> ACTION ITEM
Nothing but the lines from the one containing "electrical outlet — box each one" through the final line of the listing should appear in the answer, each exactly as written.

> MATERIAL FOR THIS TASK
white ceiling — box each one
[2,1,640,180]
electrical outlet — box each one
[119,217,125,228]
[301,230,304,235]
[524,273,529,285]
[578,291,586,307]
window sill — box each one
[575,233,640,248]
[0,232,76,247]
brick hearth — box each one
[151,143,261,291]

> SOLUTION FOR THIS EXERCISE
electrical outlet — box each one
[119,217,125,228]
[301,230,304,235]
[524,273,529,285]
[578,291,586,307]
window sill — box each one
[575,233,640,248]
[0,232,76,247]
brick hearth — box each one
[151,143,261,291]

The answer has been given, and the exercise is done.